**Do this**
Lay out each line of the records below as a numbered list, omitting blank lines and leaving the pictures out.

**Data records**
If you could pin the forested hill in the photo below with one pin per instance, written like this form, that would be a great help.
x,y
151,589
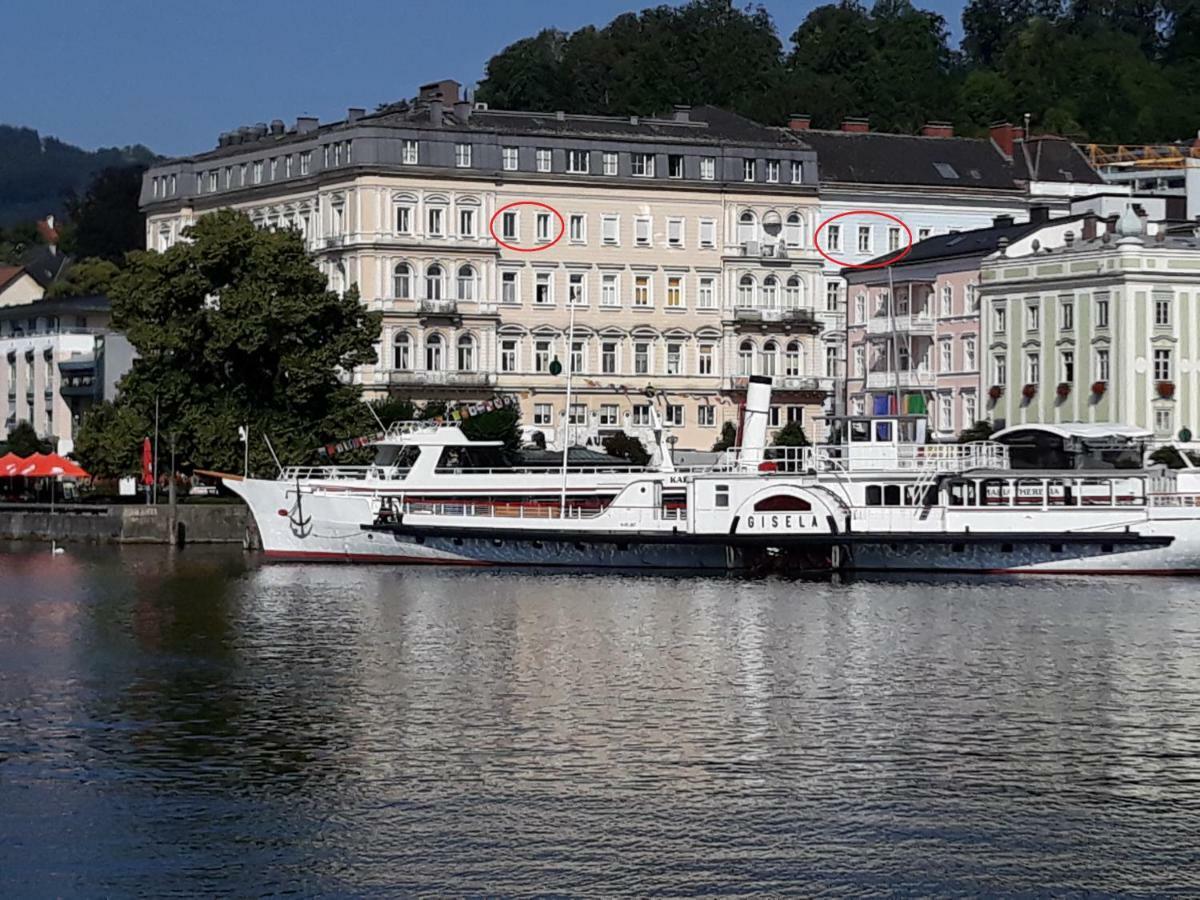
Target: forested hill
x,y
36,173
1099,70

**Task output**
1. If you could pin the forested hill in the photo below with one pin per instance, written like this form, that would be a great help.
2. x,y
3. 151,589
4. Target: forested hill
5. x,y
6. 36,173
7. 1099,70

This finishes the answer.